-- YOUR INSTRUCTIONS --
Rewrite the material starting at its first line and ending at the line containing "box: [60, 15, 188, 193]", swapping "clicks" for "taps" and leaving everything else unchanged.
------ SUPPLIED DATA ------
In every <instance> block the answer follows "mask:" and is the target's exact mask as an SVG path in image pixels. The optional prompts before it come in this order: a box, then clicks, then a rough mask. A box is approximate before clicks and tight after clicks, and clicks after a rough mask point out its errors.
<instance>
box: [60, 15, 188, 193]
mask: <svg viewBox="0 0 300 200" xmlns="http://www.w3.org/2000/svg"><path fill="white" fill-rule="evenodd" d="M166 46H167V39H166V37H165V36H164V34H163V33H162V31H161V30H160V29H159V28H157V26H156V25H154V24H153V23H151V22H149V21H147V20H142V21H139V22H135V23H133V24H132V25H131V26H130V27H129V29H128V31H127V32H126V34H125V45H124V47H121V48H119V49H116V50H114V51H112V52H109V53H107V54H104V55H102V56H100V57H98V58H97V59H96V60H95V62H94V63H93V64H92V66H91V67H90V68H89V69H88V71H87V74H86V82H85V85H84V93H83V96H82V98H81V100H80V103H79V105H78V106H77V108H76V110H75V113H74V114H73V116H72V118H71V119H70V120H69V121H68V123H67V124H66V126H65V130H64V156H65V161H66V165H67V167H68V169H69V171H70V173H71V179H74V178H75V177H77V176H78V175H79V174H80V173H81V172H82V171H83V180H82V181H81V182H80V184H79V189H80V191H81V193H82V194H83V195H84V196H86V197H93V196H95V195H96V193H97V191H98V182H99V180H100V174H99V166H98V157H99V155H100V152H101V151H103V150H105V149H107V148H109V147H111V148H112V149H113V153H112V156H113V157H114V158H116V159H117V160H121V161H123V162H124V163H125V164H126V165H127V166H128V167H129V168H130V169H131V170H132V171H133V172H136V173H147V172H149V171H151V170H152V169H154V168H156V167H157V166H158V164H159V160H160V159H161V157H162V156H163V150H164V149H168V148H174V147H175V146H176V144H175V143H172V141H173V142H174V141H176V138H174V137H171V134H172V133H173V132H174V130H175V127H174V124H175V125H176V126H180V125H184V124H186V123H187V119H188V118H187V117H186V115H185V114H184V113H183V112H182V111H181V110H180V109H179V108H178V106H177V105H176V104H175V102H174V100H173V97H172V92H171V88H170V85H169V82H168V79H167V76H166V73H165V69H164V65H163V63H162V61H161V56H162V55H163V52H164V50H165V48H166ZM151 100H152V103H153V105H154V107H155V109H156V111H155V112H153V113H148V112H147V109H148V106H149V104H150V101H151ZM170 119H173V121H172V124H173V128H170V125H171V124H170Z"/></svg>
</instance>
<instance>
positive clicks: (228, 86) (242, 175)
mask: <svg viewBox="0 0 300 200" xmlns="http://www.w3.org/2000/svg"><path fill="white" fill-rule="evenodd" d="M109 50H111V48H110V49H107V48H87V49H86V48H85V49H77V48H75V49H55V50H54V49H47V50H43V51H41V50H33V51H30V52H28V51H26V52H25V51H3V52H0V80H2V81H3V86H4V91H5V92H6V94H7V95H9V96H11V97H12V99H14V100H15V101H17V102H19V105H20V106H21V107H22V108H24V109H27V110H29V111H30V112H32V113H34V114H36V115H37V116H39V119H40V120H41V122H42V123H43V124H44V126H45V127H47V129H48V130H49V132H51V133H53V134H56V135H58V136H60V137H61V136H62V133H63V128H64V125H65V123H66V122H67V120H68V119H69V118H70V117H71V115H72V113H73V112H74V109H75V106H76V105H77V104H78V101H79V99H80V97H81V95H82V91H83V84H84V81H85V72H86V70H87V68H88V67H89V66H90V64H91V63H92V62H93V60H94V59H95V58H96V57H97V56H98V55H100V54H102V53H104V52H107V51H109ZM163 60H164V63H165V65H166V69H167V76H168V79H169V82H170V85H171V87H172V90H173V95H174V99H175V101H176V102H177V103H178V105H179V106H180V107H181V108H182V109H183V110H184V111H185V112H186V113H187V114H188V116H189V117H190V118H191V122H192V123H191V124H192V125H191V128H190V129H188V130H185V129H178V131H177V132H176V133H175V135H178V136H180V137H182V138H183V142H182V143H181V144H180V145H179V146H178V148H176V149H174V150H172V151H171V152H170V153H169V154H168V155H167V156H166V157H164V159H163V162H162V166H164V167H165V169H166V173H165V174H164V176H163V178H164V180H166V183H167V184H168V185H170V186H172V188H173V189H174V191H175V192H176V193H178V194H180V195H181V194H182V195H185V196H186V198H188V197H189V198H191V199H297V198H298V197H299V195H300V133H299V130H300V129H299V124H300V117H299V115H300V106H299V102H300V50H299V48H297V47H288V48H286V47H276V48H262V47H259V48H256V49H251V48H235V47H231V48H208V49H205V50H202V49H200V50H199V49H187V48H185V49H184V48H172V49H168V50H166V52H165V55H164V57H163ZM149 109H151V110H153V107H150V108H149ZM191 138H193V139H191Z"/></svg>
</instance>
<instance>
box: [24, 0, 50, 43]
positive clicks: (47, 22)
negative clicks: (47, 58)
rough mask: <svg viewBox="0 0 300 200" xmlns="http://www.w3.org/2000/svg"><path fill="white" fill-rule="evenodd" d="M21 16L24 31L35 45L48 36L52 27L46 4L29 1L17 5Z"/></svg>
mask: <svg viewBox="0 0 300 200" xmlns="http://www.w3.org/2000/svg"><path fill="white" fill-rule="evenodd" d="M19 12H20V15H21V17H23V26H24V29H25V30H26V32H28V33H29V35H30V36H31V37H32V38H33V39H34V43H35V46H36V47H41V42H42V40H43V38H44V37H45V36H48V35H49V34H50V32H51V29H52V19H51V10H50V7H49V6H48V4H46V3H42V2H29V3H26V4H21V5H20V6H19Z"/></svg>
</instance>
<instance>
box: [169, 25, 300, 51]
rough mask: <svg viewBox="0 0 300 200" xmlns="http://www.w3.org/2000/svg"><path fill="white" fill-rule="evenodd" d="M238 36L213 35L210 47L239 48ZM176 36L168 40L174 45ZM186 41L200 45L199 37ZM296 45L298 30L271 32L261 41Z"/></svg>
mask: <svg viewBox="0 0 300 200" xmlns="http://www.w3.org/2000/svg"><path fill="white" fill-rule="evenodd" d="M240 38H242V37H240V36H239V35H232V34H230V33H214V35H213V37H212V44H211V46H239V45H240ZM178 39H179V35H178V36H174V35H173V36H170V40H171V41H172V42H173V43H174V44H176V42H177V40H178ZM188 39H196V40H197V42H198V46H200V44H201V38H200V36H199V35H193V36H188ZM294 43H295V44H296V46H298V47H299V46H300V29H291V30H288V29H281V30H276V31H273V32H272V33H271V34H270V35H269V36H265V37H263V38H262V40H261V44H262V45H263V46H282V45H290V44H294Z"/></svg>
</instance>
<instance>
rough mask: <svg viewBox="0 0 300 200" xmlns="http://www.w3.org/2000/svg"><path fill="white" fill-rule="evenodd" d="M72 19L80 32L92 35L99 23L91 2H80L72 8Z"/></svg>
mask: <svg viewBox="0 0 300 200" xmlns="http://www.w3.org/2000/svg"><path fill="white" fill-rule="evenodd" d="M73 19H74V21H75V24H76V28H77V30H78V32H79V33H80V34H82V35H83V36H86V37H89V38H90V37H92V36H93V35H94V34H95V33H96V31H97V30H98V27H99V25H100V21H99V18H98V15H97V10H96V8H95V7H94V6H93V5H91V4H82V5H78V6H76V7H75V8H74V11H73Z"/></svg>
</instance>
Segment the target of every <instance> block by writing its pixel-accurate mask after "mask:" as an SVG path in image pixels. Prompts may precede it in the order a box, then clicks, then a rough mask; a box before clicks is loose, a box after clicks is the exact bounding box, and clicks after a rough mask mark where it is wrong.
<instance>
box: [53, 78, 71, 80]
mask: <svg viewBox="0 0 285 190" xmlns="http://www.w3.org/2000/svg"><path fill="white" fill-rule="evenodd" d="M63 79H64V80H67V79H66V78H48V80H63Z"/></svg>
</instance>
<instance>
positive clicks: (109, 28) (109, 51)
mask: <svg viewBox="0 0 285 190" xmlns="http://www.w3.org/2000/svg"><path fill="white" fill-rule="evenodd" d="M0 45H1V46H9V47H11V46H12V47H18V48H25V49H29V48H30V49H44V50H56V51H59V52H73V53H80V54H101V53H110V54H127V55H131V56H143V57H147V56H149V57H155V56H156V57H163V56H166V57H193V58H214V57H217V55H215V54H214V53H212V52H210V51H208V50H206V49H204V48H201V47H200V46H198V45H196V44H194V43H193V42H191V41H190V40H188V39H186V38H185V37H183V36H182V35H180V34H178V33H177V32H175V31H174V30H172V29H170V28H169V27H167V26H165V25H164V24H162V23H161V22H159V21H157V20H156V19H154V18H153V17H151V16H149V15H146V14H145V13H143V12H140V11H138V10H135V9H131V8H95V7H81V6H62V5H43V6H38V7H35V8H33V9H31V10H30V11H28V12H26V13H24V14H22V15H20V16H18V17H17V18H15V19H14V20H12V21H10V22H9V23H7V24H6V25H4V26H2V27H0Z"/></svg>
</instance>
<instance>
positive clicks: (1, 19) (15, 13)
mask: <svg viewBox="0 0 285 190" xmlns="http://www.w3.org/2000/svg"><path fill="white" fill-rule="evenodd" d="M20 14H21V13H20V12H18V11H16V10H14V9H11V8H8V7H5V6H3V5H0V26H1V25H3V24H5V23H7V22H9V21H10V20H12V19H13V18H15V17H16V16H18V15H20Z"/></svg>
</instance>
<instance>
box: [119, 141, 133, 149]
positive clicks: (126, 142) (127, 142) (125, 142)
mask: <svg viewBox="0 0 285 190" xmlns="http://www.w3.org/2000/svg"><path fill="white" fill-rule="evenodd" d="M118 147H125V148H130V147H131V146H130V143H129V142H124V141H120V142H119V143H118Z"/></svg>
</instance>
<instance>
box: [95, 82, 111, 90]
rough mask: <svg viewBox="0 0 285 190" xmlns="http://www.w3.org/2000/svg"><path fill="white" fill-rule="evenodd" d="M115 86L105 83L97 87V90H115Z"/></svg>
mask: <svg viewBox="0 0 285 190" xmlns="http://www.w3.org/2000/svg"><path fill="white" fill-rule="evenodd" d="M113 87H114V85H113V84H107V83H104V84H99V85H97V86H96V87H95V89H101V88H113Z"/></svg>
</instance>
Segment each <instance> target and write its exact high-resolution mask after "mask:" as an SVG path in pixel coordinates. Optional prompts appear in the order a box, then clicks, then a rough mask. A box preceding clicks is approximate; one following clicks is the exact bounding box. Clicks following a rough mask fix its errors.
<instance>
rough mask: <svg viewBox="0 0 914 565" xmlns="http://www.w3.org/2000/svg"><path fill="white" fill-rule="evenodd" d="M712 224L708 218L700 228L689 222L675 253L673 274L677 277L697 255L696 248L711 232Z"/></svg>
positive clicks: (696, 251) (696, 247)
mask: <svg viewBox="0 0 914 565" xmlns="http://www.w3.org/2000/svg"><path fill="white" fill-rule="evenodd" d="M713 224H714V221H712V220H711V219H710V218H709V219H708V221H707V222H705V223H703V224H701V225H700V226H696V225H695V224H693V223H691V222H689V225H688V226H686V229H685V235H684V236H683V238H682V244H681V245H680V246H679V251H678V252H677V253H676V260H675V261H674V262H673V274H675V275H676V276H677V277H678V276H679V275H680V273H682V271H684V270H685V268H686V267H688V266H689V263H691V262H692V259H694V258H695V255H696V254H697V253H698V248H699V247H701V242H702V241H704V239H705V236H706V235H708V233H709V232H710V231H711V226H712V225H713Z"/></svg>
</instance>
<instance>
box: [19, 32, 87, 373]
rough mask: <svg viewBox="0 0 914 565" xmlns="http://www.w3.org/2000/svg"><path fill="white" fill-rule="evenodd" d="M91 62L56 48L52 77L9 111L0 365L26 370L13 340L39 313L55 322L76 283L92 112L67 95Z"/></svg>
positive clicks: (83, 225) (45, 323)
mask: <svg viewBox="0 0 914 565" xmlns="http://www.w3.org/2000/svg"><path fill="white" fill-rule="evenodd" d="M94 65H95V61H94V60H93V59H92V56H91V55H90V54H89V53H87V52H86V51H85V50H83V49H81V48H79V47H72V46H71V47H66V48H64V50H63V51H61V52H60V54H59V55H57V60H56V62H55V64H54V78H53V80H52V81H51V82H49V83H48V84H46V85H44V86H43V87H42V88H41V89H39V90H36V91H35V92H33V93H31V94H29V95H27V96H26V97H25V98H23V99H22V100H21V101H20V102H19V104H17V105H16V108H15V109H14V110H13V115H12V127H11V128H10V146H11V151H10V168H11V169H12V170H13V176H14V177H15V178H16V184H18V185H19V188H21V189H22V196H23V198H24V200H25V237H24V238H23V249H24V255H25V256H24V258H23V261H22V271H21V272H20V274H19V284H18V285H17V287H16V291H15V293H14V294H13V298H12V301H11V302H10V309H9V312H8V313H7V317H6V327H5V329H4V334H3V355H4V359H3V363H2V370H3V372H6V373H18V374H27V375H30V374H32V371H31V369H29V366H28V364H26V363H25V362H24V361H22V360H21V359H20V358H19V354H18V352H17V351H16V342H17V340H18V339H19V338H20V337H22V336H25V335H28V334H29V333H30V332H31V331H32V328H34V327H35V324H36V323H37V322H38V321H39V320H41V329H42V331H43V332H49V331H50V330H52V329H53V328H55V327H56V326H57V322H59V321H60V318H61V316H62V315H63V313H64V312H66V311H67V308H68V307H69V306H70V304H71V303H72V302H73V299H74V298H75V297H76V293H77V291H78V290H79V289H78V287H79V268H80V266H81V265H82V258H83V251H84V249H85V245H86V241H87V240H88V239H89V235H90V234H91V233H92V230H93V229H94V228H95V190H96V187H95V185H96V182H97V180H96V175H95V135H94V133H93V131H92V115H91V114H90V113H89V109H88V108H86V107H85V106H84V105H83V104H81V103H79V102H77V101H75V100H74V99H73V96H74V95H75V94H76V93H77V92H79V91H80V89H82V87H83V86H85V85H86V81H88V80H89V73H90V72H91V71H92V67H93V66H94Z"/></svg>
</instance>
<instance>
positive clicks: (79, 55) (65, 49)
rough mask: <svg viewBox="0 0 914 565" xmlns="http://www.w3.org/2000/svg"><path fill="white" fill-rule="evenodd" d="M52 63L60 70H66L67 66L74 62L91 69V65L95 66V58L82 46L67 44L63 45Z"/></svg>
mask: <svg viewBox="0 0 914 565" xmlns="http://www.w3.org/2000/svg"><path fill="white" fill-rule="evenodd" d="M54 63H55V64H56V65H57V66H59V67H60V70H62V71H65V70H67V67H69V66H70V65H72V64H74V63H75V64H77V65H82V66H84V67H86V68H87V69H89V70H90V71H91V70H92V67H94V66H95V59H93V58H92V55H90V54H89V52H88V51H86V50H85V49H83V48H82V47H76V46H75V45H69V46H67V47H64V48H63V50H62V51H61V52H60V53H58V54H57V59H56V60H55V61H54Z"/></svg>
------
-- OUTPUT FOR THIS EXERCISE --
In every <instance> block the answer follows "mask:" and is the target's exact mask as an SVG path in image pixels. The optional prompts before it come in this order: a box, then taps, then a rough mask. A box is approximate before taps and tight after taps, and taps after a rough mask point out its errors.
<instance>
box: [60, 15, 188, 193]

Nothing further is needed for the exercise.